**REQUIRED WORK**
Rewrite the material below, replacing every occurrence of "Return boxes as" with "List the boxes in this format" and leaving everything else unchanged. Do not include the pictures in your answer.

══ RECORDS PROVIDED

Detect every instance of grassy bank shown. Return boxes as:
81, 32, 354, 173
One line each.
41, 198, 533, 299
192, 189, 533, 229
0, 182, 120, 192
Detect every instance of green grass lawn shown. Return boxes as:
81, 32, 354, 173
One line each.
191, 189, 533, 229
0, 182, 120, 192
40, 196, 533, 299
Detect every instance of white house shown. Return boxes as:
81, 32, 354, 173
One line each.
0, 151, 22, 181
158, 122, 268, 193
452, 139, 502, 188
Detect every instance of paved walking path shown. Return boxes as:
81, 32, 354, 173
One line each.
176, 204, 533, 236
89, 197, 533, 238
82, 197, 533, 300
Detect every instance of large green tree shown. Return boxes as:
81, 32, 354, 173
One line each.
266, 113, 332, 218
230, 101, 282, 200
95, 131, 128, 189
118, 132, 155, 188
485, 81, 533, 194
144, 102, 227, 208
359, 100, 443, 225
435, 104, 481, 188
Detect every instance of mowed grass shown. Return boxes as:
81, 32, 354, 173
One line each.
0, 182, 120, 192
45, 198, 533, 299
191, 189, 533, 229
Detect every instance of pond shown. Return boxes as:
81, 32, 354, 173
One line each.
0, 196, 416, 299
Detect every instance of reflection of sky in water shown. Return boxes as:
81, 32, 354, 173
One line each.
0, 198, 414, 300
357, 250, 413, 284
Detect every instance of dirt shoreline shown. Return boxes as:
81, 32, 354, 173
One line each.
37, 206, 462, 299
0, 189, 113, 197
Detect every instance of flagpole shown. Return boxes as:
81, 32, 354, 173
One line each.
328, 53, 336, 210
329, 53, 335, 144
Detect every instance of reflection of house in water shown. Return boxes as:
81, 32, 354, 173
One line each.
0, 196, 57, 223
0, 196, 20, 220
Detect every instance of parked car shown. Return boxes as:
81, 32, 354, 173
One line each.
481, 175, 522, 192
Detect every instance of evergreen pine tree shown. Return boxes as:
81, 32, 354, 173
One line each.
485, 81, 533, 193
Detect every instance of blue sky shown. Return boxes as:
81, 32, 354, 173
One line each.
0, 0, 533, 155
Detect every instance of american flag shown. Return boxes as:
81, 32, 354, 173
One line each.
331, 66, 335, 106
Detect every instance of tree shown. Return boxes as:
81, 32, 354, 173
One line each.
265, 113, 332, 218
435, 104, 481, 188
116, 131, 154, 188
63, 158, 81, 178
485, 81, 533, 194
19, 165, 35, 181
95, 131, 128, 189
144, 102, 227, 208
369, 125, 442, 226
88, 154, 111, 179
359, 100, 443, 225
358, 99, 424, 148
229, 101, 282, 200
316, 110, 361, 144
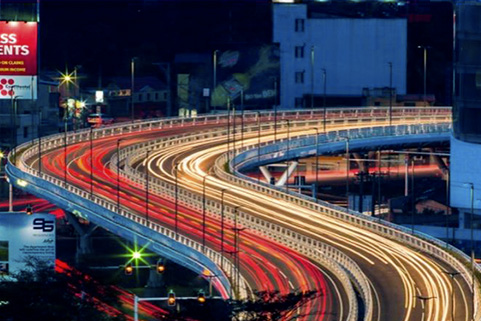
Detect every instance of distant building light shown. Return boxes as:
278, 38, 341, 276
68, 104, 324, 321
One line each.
95, 90, 104, 103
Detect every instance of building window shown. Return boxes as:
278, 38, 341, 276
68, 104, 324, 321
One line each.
296, 71, 304, 84
294, 46, 304, 58
296, 19, 304, 32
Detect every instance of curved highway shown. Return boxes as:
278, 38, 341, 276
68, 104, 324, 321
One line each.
10, 110, 472, 321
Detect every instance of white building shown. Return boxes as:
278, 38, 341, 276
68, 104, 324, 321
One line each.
273, 3, 407, 108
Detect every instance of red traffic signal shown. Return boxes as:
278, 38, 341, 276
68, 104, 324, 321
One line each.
167, 290, 175, 307
197, 290, 205, 305
124, 263, 134, 275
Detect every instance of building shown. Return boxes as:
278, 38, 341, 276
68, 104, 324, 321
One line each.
273, 3, 407, 108
450, 2, 481, 244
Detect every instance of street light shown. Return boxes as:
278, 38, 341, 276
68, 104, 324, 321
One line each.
202, 174, 209, 252
174, 162, 179, 240
311, 46, 314, 109
144, 150, 151, 225
388, 62, 392, 134
117, 138, 125, 213
418, 46, 431, 106
463, 183, 474, 320
130, 57, 137, 122
284, 119, 291, 193
321, 68, 327, 132
341, 136, 351, 209
90, 127, 94, 199
220, 188, 227, 270
257, 111, 261, 183
312, 127, 319, 203
211, 50, 219, 113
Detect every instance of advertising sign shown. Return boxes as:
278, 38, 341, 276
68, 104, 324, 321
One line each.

════

**THE OUTPUT**
Detect every instance of grassy bank shown. List the boxes in this format:
81, 32, 354, 173
One line each.
41, 198, 533, 299
192, 189, 533, 229
0, 182, 120, 192
Detect every instance of green grass lawn shown. List the boxes in this format:
81, 32, 354, 173
One line each.
191, 189, 533, 229
0, 182, 120, 192
40, 196, 533, 299
Detect every instance of white house shown. List the boxes in this format:
81, 32, 354, 173
One line each.
0, 151, 22, 181
158, 122, 268, 193
452, 139, 502, 188
Detect every instance of paved walking path shown. List the boxes in this format:
81, 32, 354, 173
One line each.
176, 204, 533, 236
89, 197, 533, 238
82, 197, 533, 300
Detect every instance of large green tree shown. List the boxes in this format:
81, 32, 354, 173
One line each.
266, 113, 332, 218
230, 101, 282, 200
95, 131, 128, 189
118, 132, 155, 188
485, 81, 533, 194
144, 102, 227, 208
359, 100, 443, 225
435, 104, 481, 188
Detect every instance of mowed grass shown. List the boxes in this format:
81, 32, 354, 173
One line each.
0, 182, 120, 192
45, 198, 533, 299
191, 189, 533, 229
Detect every instance of pond shown. List the boxes in this format:
81, 32, 354, 173
One line each.
0, 196, 416, 299
Detect every instance of reflection of sky in water shown. List the boxes in this format:
81, 32, 354, 173
One line each.
0, 198, 414, 300
357, 250, 413, 284
Detect every instance of dirt shoreline shown. List the boxes in this format:
81, 32, 354, 173
One line each.
37, 206, 462, 299
0, 189, 113, 197
Detect every instance of flagpole shown. List the boxes in this format:
81, 32, 354, 173
One line each.
328, 53, 336, 210
329, 53, 335, 144
Detect every instance of reflection of house in water shown. List the boxes in this format:
81, 32, 354, 173
One line each.
0, 196, 57, 223
0, 196, 20, 220
Detect every instance of parked car shown. List the boxes in this format:
81, 32, 354, 173
One line each.
481, 175, 522, 192
Detect every instance of evergreen pine tree shown. List the boxes in this format:
81, 32, 354, 173
One line each.
485, 81, 533, 193
Detect every instance of blue sky shown. List the boxes in this format:
81, 32, 354, 173
One line each.
0, 0, 533, 155
Detect every instance of american flag shown. List the boxes in this format:
81, 32, 354, 173
One line each.
331, 66, 335, 106
Detect every instance of tree shown. List the boxes in this format:
81, 32, 354, 173
One line each.
265, 113, 332, 218
435, 104, 481, 188
116, 131, 154, 188
63, 158, 81, 178
485, 81, 533, 194
19, 165, 35, 181
95, 131, 128, 189
144, 102, 227, 208
369, 125, 442, 226
88, 154, 111, 179
359, 100, 443, 225
358, 99, 424, 148
229, 101, 282, 200
316, 110, 361, 144
Detect every instance of distant building light shown. List the boxes in this format:
278, 38, 341, 276
68, 104, 324, 321
One line each.
95, 90, 104, 103
Detect every instance of building window shown. List the boxes in this format:
278, 38, 341, 276
68, 104, 324, 321
One line each.
296, 71, 304, 84
294, 46, 304, 58
296, 19, 304, 32
Detect every instance of curved highway shown. List the boxes in this format:
278, 38, 341, 276
68, 104, 324, 321
One line each.
10, 110, 472, 321
Detect every instance of white building shown. List the boxes in this format:
278, 38, 341, 276
68, 104, 324, 321
One line each.
273, 3, 407, 108
Detect every instance of red traffic signal shown. List the boxes in this format:
278, 38, 341, 276
68, 104, 324, 321
One line each.
167, 290, 175, 307
197, 290, 205, 305
124, 263, 134, 275
Detect every instance of building shown. List the boxes in this format:
278, 38, 341, 276
68, 104, 324, 321
One line each.
273, 3, 407, 108
450, 2, 481, 244
Detect every instance of street light shown. List the boxes in this format:
278, 38, 341, 276
68, 104, 324, 321
One line each.
202, 174, 209, 252
174, 162, 179, 240
311, 46, 314, 109
144, 150, 151, 225
388, 62, 392, 134
117, 138, 125, 213
418, 46, 431, 106
463, 183, 474, 320
130, 57, 137, 122
284, 119, 291, 193
321, 68, 327, 132
341, 136, 351, 209
90, 127, 94, 199
220, 188, 227, 270
257, 111, 261, 183
312, 127, 319, 203
211, 50, 219, 113
Detect every instance of advertising sign shown. List the boxes in this format:
278, 38, 341, 276
68, 104, 324, 321
One line each.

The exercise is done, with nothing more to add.